Text segment:
Start of Block

Most of these problems, as you might guess, are easy to resolve. The trickiest part is staying on top of problems! Fortunately, there are several technology providers that offer potential solutions for monitoring and adjusting rates – all you need to do is figure out which one is right for you
Rategain’s March 2016 study analysed degrees of rate parity by location.
They found that Dublin held steady at 26% rate parity (or 77% disparity), and London had just 13% parity between hotel brand websites and OTAs. For Dublin, on average, 26% of hotels practiced parity, 23% had hotels offering better rates than OTAs, and 51% were cheaper on OTA sites.
In Venice, a shocking 97% of hotels offered better rates on OTAs than their own site – only 3% of Venetian hotels offered better rates on hotel brand sites, and no hotels included in the study practiced full rate parity.
A different study from the University of Delaware, led by Dr. Cihan Cobanoglu, also investigated instances of rate disparity.

End of Block

Goal of the exercise:
Please answer these questions from the text on hotel rate parity:
(a) In what month and year was the Rategain study on rate parity by location carried out?
(b) What percentage of Venetian hotels offered better rates on hotel brand sites?
(c) Who led the University of Delaware study?
You won't need the records.

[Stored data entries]
Start of Block

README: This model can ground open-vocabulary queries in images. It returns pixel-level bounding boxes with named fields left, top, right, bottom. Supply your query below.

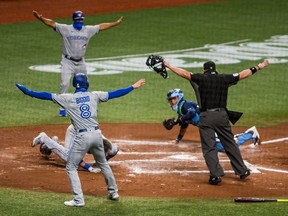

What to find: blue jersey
left=177, top=100, right=199, bottom=128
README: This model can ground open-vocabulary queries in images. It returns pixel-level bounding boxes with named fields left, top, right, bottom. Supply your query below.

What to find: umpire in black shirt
left=164, top=60, right=269, bottom=185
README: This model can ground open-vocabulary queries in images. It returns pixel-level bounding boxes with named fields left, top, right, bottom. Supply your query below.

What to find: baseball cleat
left=240, top=169, right=251, bottom=180
left=245, top=126, right=261, bottom=145
left=105, top=147, right=119, bottom=161
left=59, top=110, right=66, bottom=117
left=64, top=200, right=85, bottom=207
left=89, top=167, right=101, bottom=173
left=31, top=132, right=47, bottom=147
left=108, top=193, right=119, bottom=201
left=51, top=136, right=59, bottom=143
left=209, top=176, right=222, bottom=185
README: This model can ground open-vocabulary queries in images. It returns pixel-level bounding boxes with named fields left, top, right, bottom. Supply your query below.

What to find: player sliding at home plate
left=16, top=73, right=145, bottom=207
left=32, top=124, right=119, bottom=173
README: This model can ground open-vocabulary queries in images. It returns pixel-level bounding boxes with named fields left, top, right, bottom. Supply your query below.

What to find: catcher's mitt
left=39, top=143, right=52, bottom=156
left=163, top=118, right=178, bottom=130
left=146, top=55, right=168, bottom=79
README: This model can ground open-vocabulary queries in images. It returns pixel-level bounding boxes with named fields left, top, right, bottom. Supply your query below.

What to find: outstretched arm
left=32, top=11, right=56, bottom=30
left=99, top=16, right=123, bottom=31
left=16, top=83, right=52, bottom=100
left=108, top=79, right=145, bottom=100
left=239, top=59, right=269, bottom=80
left=163, top=60, right=191, bottom=80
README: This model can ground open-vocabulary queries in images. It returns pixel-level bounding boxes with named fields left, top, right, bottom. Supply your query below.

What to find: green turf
left=0, top=189, right=288, bottom=216
left=0, top=0, right=288, bottom=127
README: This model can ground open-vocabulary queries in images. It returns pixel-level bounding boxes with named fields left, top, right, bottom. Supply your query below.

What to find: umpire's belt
left=78, top=126, right=99, bottom=133
left=201, top=108, right=226, bottom=112
left=64, top=55, right=82, bottom=62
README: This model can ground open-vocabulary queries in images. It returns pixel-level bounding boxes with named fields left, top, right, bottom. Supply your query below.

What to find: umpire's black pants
left=199, top=110, right=247, bottom=177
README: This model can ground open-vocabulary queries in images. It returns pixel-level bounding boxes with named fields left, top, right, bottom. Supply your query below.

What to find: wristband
left=83, top=164, right=91, bottom=171
left=249, top=67, right=257, bottom=74
left=176, top=134, right=183, bottom=142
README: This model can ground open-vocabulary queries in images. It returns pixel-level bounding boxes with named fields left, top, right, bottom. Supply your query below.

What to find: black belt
left=64, top=55, right=82, bottom=62
left=78, top=126, right=99, bottom=133
left=201, top=108, right=226, bottom=112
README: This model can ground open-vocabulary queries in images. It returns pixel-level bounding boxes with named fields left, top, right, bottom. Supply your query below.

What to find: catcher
left=163, top=89, right=261, bottom=152
left=32, top=124, right=119, bottom=173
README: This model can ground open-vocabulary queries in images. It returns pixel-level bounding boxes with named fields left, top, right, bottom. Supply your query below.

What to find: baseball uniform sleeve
left=91, top=91, right=108, bottom=103
left=52, top=94, right=68, bottom=107
left=86, top=25, right=100, bottom=38
left=56, top=23, right=67, bottom=35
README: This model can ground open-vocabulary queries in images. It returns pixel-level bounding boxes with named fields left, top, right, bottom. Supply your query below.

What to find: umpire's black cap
left=203, top=61, right=216, bottom=70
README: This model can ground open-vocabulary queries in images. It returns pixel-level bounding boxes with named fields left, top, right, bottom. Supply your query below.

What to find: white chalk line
left=103, top=137, right=288, bottom=175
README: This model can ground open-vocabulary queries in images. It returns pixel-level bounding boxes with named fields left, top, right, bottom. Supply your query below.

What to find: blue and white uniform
left=56, top=23, right=100, bottom=94
left=16, top=78, right=140, bottom=206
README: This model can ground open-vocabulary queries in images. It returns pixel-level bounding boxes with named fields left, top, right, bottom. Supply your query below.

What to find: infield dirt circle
left=0, top=0, right=288, bottom=198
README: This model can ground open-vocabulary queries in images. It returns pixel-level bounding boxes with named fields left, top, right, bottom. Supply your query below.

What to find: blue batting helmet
left=167, top=89, right=184, bottom=101
left=73, top=73, right=89, bottom=89
left=167, top=89, right=184, bottom=111
left=72, top=11, right=85, bottom=20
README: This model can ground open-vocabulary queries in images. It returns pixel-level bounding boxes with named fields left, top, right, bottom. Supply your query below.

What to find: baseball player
left=32, top=124, right=119, bottom=173
left=163, top=89, right=261, bottom=152
left=32, top=132, right=101, bottom=173
left=16, top=73, right=145, bottom=207
left=33, top=11, right=123, bottom=117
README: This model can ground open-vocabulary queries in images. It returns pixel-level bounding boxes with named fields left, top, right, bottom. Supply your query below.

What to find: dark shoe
left=240, top=169, right=250, bottom=179
left=209, top=176, right=222, bottom=185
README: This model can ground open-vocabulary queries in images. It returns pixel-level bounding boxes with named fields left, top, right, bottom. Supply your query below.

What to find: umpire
left=164, top=60, right=269, bottom=185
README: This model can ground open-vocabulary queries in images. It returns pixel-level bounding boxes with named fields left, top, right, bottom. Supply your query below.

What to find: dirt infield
left=0, top=0, right=288, bottom=198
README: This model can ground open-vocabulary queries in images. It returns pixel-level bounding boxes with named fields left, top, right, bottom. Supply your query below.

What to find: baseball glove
left=163, top=118, right=178, bottom=130
left=146, top=55, right=168, bottom=79
left=39, top=143, right=52, bottom=156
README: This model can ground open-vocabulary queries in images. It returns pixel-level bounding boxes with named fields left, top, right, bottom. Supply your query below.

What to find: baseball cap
left=203, top=61, right=216, bottom=70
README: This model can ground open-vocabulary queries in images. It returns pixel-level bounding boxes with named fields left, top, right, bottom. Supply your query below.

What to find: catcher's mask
left=73, top=73, right=89, bottom=89
left=72, top=11, right=85, bottom=21
left=167, top=89, right=184, bottom=111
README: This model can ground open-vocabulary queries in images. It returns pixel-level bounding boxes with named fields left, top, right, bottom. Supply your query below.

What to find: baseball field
left=0, top=0, right=288, bottom=216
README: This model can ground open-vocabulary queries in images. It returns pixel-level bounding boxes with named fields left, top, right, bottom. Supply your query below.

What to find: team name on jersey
left=67, top=35, right=88, bottom=41
left=76, top=96, right=90, bottom=104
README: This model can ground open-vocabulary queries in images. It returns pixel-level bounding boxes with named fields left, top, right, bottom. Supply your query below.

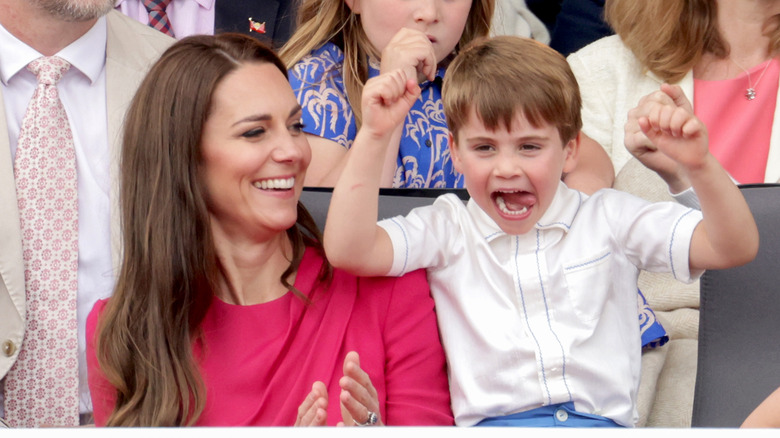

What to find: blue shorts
left=475, top=402, right=622, bottom=427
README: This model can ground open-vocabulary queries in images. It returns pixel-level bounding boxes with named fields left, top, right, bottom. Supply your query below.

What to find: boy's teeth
left=254, top=177, right=295, bottom=190
left=496, top=196, right=528, bottom=215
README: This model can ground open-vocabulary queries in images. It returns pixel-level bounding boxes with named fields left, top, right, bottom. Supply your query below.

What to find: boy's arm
left=626, top=84, right=758, bottom=270
left=324, top=70, right=420, bottom=275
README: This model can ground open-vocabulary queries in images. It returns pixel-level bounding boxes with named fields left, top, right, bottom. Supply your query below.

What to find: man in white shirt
left=116, top=0, right=297, bottom=49
left=0, top=0, right=175, bottom=425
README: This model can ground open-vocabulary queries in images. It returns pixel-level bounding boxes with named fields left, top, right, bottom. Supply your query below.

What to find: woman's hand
left=379, top=28, right=437, bottom=84
left=339, top=351, right=383, bottom=426
left=295, top=381, right=328, bottom=426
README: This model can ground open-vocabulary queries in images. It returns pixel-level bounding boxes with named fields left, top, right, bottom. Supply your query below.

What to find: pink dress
left=693, top=59, right=780, bottom=184
left=87, top=249, right=453, bottom=426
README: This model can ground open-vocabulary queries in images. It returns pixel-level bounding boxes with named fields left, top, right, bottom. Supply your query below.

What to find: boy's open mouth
left=492, top=191, right=536, bottom=216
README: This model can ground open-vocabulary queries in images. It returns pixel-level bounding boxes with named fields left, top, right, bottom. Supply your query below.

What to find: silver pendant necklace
left=729, top=56, right=772, bottom=100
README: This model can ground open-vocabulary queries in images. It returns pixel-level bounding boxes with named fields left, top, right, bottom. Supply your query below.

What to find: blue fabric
left=289, top=43, right=464, bottom=188
left=636, top=289, right=669, bottom=349
left=475, top=402, right=621, bottom=427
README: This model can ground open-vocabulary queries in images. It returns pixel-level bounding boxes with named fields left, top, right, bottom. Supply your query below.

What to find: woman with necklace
left=569, top=0, right=780, bottom=193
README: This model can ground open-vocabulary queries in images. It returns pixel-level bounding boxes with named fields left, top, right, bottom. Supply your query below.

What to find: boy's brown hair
left=442, top=36, right=582, bottom=144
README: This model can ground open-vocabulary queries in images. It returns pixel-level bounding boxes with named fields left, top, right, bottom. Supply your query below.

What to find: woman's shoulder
left=567, top=35, right=641, bottom=79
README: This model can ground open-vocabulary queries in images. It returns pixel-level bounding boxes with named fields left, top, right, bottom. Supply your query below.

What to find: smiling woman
left=87, top=34, right=452, bottom=426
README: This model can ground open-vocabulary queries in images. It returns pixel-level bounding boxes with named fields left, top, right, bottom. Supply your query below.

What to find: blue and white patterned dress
left=289, top=43, right=463, bottom=188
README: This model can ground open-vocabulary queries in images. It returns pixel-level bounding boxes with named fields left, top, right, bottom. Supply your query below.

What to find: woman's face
left=346, top=0, right=472, bottom=62
left=201, top=63, right=311, bottom=240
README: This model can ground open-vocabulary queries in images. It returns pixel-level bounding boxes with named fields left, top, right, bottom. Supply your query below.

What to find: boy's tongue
left=496, top=192, right=536, bottom=211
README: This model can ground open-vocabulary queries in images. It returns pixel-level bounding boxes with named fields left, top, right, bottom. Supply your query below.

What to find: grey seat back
left=692, top=184, right=780, bottom=427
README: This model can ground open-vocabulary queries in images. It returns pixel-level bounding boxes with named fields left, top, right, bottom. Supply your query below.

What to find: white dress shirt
left=115, top=0, right=215, bottom=39
left=380, top=183, right=701, bottom=426
left=0, top=17, right=114, bottom=413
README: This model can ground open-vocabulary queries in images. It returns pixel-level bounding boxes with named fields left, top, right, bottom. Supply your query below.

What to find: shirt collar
left=114, top=0, right=216, bottom=10
left=466, top=182, right=583, bottom=242
left=0, top=17, right=107, bottom=85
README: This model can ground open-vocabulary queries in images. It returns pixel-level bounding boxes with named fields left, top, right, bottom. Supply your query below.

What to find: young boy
left=325, top=37, right=758, bottom=426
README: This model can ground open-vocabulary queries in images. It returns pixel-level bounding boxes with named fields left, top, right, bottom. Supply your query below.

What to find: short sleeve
left=382, top=270, right=453, bottom=426
left=378, top=194, right=464, bottom=276
left=86, top=300, right=116, bottom=426
left=594, top=190, right=703, bottom=283
left=288, top=43, right=357, bottom=149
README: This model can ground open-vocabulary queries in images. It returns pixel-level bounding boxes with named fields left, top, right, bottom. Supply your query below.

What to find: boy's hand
left=625, top=84, right=709, bottom=186
left=379, top=28, right=437, bottom=83
left=295, top=381, right=328, bottom=426
left=360, top=70, right=420, bottom=139
left=339, top=351, right=382, bottom=426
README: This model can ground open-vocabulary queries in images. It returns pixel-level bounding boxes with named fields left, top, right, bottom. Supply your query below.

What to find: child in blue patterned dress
left=280, top=0, right=494, bottom=188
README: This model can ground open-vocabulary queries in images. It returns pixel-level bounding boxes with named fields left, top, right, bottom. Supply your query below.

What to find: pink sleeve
left=86, top=300, right=116, bottom=426
left=383, top=270, right=453, bottom=425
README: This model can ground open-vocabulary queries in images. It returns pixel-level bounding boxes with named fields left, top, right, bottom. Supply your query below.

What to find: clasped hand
left=625, top=84, right=709, bottom=192
left=295, top=351, right=383, bottom=426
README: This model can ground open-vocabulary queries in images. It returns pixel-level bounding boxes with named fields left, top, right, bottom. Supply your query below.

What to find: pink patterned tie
left=143, top=0, right=173, bottom=36
left=5, top=56, right=79, bottom=427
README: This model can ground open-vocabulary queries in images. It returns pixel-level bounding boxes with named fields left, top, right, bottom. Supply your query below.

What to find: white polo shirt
left=379, top=183, right=701, bottom=426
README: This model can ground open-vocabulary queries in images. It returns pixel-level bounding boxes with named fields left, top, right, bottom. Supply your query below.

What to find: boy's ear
left=563, top=132, right=582, bottom=174
left=344, top=0, right=361, bottom=14
left=447, top=131, right=463, bottom=173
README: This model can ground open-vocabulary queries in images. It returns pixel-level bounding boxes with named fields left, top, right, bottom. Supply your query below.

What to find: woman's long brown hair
left=604, top=0, right=780, bottom=83
left=96, top=34, right=330, bottom=426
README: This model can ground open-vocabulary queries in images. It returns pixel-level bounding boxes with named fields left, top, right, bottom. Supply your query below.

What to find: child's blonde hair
left=279, top=0, right=495, bottom=128
left=442, top=36, right=582, bottom=144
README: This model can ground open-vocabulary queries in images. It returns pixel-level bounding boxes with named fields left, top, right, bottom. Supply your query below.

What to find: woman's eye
left=241, top=128, right=265, bottom=138
left=290, top=122, right=306, bottom=134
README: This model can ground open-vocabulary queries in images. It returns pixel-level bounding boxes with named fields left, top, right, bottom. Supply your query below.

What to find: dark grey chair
left=691, top=184, right=780, bottom=427
left=301, top=187, right=469, bottom=231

End of Block

Task answer:
(a) March 2016
(b) 3%
(c) Dr. Cihan Cobanoglu